**ABOUT THIS EXERCISE:**
Exactly as written, reproduce the lines from the one that contains "Exercise. Point out each instance of the wooden" through the end of the records.
---------- RECORDED DATA ----------
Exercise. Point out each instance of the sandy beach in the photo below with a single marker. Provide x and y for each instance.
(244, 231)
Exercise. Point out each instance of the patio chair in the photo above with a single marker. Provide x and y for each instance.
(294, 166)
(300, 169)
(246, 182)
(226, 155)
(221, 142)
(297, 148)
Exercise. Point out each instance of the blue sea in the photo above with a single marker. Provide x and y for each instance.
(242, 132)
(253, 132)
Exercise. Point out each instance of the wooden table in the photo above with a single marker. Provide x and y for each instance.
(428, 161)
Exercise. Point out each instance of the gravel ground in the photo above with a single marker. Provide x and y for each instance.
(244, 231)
----------
**PROBLEM SOLUTION:**
Exercise. Point out each instance of the wooden table in the photo above with a single marker. Provide x and y for each instance.
(428, 161)
Exercise. Point out each instance of the gravel ground in the photo above with a single marker. Provide x and y for each instance.
(244, 231)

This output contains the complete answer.